Requirement - Pick out and copy each line in the material below that contains the string "royal". The match is case-sensitive.

Items listed in a dataset:

[Begin]

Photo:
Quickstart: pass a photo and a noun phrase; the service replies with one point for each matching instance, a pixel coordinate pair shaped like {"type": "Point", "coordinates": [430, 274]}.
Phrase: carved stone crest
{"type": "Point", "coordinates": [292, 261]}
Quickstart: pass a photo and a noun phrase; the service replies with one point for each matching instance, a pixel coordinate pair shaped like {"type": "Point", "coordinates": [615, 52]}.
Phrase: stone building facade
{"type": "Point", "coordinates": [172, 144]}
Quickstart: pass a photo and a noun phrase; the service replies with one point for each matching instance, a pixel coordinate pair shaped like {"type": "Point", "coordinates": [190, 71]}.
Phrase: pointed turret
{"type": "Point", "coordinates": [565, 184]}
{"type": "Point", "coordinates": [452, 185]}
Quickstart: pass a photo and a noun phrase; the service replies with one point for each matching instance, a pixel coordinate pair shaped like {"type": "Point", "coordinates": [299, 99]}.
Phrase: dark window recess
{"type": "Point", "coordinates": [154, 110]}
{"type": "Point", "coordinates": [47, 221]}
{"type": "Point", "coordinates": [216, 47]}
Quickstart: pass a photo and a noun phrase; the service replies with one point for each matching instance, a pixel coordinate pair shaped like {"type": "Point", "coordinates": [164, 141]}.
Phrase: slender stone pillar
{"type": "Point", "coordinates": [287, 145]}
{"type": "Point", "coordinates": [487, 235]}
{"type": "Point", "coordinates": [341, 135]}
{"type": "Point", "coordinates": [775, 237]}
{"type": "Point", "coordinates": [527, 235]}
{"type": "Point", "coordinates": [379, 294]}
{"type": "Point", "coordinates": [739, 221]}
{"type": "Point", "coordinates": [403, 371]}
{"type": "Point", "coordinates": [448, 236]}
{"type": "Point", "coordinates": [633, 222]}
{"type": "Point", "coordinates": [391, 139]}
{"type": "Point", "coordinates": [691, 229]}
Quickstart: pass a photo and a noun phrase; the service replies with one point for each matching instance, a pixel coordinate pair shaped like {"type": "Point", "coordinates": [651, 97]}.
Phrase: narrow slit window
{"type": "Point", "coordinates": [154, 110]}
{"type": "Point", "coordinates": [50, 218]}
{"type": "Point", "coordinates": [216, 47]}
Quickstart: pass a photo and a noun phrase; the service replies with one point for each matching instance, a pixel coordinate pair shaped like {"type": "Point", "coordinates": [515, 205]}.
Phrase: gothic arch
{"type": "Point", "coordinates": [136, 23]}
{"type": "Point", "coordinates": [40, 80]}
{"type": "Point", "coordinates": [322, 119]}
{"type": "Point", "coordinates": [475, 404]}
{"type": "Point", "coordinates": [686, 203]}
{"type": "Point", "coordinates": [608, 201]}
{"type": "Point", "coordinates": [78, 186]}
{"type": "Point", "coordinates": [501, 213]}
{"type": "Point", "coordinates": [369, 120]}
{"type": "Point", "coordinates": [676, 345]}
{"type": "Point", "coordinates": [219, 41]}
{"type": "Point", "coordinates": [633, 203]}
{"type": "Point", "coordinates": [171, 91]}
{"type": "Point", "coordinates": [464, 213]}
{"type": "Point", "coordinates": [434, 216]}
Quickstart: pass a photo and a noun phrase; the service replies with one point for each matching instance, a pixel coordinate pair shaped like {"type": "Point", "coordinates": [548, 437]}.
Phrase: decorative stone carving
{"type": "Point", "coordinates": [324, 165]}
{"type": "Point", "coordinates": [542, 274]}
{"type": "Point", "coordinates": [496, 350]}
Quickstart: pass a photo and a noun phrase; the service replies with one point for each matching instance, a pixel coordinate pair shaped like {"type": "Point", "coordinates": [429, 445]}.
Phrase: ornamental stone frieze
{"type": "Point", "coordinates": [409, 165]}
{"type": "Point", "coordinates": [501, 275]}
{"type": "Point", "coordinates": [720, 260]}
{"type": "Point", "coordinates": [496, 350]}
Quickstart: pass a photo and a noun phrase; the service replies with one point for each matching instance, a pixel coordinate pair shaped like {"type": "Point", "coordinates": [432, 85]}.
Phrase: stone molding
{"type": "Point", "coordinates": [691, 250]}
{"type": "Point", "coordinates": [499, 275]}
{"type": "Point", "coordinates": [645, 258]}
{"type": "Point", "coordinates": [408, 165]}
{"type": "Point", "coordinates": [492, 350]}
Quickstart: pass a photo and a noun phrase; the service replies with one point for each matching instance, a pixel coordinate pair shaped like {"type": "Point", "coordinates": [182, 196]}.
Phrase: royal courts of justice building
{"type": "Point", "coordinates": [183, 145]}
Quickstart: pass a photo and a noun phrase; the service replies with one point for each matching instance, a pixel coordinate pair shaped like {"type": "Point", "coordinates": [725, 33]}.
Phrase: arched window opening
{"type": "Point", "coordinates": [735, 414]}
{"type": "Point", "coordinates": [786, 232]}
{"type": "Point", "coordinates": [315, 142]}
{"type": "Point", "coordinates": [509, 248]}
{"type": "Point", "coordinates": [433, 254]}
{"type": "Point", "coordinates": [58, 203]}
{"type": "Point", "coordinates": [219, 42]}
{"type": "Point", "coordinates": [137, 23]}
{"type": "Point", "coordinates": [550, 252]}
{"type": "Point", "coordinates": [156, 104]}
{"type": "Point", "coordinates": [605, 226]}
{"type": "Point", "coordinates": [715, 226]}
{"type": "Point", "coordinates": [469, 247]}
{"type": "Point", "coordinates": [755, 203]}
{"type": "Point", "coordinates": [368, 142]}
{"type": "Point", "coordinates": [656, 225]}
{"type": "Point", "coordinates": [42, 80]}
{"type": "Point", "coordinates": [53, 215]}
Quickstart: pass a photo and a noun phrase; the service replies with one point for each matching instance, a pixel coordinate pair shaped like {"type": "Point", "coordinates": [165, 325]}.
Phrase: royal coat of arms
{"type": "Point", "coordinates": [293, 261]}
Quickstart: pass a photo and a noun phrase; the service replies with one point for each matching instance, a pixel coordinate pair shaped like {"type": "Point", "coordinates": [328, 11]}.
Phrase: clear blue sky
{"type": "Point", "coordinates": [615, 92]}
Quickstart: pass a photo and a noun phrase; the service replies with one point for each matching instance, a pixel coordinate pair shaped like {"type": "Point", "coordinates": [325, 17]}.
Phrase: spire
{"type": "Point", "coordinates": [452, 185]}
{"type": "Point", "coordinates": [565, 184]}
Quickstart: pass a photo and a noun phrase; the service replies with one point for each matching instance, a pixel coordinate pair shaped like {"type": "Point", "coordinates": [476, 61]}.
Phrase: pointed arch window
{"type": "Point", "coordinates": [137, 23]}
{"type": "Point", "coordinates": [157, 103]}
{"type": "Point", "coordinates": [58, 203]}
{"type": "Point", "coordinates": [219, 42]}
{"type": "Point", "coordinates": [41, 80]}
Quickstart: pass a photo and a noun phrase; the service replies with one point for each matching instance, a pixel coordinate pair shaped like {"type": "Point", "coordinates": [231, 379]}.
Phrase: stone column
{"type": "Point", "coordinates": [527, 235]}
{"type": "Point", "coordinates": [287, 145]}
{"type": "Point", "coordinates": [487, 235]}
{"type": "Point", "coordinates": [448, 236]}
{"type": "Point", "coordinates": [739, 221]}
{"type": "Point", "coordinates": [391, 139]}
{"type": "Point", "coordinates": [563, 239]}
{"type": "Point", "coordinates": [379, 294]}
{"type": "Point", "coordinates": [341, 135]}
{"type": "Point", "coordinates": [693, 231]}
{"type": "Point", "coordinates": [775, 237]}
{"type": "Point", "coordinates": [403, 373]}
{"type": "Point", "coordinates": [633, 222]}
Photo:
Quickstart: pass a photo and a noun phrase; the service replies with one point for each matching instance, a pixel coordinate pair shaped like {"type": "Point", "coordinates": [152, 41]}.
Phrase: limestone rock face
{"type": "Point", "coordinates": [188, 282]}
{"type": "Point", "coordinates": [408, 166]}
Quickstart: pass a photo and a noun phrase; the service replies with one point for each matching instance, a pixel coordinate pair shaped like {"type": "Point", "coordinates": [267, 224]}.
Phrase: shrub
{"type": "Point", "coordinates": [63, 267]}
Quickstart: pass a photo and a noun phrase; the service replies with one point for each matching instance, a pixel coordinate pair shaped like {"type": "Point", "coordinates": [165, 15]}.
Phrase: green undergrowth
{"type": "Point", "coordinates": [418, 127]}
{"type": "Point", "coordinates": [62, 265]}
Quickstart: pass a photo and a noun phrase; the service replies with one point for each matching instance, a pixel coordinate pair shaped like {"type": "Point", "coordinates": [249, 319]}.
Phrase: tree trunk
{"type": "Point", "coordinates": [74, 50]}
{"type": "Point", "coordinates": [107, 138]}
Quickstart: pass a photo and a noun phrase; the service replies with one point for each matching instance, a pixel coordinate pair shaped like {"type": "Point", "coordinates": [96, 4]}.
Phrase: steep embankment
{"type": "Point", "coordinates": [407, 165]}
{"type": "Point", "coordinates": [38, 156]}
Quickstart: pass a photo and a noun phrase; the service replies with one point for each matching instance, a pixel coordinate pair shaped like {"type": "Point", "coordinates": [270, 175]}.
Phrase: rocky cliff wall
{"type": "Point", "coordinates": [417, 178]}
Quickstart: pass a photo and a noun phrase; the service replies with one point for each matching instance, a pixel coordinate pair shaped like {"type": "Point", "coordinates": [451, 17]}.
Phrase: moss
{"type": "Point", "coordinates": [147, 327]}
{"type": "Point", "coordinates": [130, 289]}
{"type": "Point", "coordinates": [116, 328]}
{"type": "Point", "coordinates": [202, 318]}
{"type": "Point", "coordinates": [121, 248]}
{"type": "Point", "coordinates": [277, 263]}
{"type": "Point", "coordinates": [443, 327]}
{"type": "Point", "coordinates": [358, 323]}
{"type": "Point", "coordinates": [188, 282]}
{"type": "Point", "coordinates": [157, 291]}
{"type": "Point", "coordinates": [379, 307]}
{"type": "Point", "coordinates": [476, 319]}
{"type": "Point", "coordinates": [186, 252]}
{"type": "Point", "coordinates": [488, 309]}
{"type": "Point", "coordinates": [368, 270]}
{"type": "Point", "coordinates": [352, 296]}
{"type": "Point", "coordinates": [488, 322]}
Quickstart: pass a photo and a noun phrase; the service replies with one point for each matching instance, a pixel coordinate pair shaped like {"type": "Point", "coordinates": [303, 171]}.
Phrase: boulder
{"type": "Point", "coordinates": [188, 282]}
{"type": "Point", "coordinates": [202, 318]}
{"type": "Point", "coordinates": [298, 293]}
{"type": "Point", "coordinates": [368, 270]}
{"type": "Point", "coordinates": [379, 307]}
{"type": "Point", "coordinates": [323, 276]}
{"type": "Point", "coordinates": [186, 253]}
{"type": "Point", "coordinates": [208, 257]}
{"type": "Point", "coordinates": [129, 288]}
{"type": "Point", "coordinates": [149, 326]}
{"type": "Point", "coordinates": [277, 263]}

[End]

Finished answer -
Phrase: royal courts of justice building
Phrase: royal coat of arms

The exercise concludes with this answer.